══ PROVIDED DATA

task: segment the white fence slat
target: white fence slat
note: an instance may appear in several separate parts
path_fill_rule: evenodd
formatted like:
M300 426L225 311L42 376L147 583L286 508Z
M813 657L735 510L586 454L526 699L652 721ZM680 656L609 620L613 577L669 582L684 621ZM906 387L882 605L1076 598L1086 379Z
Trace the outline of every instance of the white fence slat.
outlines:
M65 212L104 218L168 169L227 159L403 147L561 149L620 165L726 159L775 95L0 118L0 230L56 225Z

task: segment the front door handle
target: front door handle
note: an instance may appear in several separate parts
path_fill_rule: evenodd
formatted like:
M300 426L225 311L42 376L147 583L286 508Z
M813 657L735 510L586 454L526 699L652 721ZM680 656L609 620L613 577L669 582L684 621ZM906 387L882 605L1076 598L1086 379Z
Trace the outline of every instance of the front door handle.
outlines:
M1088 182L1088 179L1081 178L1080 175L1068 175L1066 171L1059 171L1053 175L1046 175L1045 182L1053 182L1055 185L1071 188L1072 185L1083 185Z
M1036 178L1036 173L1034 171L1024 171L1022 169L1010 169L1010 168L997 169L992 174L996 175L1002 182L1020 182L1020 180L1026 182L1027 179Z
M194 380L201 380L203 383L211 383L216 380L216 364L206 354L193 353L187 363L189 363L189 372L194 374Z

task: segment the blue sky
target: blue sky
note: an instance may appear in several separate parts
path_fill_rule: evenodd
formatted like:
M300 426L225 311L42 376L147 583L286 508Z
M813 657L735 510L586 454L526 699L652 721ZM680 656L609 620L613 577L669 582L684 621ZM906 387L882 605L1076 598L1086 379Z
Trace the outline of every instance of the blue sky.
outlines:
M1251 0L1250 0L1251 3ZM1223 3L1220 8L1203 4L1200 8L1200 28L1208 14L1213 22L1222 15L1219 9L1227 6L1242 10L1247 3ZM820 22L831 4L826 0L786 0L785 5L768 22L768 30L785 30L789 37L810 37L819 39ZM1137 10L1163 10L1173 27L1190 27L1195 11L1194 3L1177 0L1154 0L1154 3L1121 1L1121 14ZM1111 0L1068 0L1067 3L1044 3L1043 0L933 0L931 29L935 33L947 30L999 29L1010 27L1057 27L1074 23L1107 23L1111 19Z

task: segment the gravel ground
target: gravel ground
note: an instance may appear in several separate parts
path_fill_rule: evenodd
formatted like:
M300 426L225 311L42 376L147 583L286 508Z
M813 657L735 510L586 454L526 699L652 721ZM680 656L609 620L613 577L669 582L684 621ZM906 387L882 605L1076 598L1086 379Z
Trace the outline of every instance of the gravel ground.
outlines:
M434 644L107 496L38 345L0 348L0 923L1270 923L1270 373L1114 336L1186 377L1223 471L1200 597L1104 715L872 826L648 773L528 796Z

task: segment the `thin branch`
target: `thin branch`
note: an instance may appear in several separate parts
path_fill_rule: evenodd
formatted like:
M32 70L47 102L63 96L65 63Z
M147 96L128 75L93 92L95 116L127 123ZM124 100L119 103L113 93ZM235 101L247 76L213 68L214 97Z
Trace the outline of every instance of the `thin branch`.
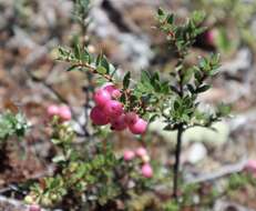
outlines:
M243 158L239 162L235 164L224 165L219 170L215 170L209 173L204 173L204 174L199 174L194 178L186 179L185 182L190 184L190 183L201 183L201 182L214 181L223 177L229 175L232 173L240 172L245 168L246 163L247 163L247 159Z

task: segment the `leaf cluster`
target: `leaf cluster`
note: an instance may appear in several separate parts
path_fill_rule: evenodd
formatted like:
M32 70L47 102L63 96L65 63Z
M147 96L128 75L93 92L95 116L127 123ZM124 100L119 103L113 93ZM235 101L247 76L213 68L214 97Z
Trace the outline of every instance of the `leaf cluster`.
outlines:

════

▸ **PROBLEM**
Give back every line exactly as it stands, pictures excluded.

▸ **PROBLEM SOLUTION**
task: segment the white fence slat
target: white fence slat
note: an instance may appear in several separate parts
path_fill_rule: evenodd
formatted like:
M300 426L225 311L42 376L147 583L286 508Z
M813 657L735 510L586 454L526 699L652 721ZM680 656L609 620L613 577L669 582L684 621ZM906 387L882 605L1076 598L1086 379Z
Trace the outline of every instance of the white fence slat.
outlines:
M65 212L104 218L168 169L227 159L403 147L561 149L620 165L726 159L775 95L0 118L0 230L56 225Z

task: segment the front door handle
target: front door handle
note: an instance may appear in several separate parts
path_fill_rule: evenodd
formatted like:
M300 426L225 311L42 376L147 583L286 508Z
M813 657L735 510L586 454L526 699L652 721ZM680 656L609 620L613 577L669 582L684 621ZM906 387L882 605L1076 598L1086 379Z
Trace the outline of every instance of the front door handle.
outlines:
M1088 182L1088 179L1081 178L1080 175L1068 175L1066 171L1059 171L1053 175L1046 175L1045 182L1053 182L1055 185L1071 188L1072 185L1083 185Z
M1036 178L1036 173L1034 171L1024 171L1022 169L1010 169L1010 168L997 169L992 174L996 175L1002 182L1020 182L1020 180L1026 182L1027 179Z
M194 380L201 380L203 383L211 383L216 380L216 364L206 354L193 353L187 363L189 363L189 372L194 374Z

task: segment the blue sky
target: blue sky
note: an instance may appear in several separate parts
path_fill_rule: evenodd
formatted like:
M300 426L225 311L42 376L147 583L286 508Z
M813 657L735 510L586 454L526 699L652 721ZM680 656L609 620L613 577L669 582L684 621ZM906 387L882 605L1076 598L1086 379Z
Trace the outline of every instance of the blue sky.
outlines:
M1251 0L1250 0L1251 3ZM1223 3L1220 8L1203 4L1200 8L1200 28L1208 14L1213 22L1222 15L1219 9L1227 6L1242 10L1247 3ZM820 22L831 4L826 0L786 0L785 5L768 22L768 30L785 30L789 37L810 37L819 39ZM1137 10L1163 10L1173 27L1190 27L1195 11L1194 3L1177 0L1154 0L1154 3L1121 1L1121 14ZM1111 0L1068 0L1067 3L1044 3L1043 0L933 0L931 29L935 33L947 30L999 29L1010 27L1057 27L1074 23L1107 23L1111 19Z

task: segment the gravel ground
target: gravel ground
note: an instance may appear in several separate parts
path_fill_rule: evenodd
formatted like:
M300 426L225 311L42 376L147 583L286 508Z
M813 657L735 510L586 454L526 699L652 721ZM680 656L609 620L613 577L669 582L684 621ZM906 387L882 605L1076 598L1086 379Z
Trace the outline of every instance of the gravel ground.
outlines:
M434 644L107 496L38 345L0 348L0 923L1270 923L1270 373L1114 336L1186 377L1223 471L1200 597L1104 715L872 826L648 773L528 796Z

task: segment the `thin branch`
target: `thin branch`
note: an instance may appear in several separate parts
path_fill_rule: evenodd
formatted like:
M32 70L47 102L63 96L65 63Z
M147 96L128 75L93 92L95 116L127 123ZM124 100L119 103L113 93ZM235 101L247 76L213 68L214 97Z
Trace the outline of every instance of the `thin branch`.
outlines:
M243 158L239 162L235 164L224 165L219 170L215 170L209 173L204 173L204 174L199 174L194 178L186 179L185 182L190 184L190 183L201 183L201 182L214 181L223 177L229 175L232 173L240 172L245 168L246 163L247 163L247 159Z

task: segment the `leaf cluster`
target: `leaf cluster`
note: an instance may appear in several separate parts
path_fill_rule: evenodd
formatted like:
M32 70L47 102L63 96L65 63Z
M147 96L128 75L93 92L95 116L127 123ZM124 100L119 103L113 93ZM235 101L247 76L213 68L214 97Z
Trace the outline of every instance of the `leaf cluster`.
outlines:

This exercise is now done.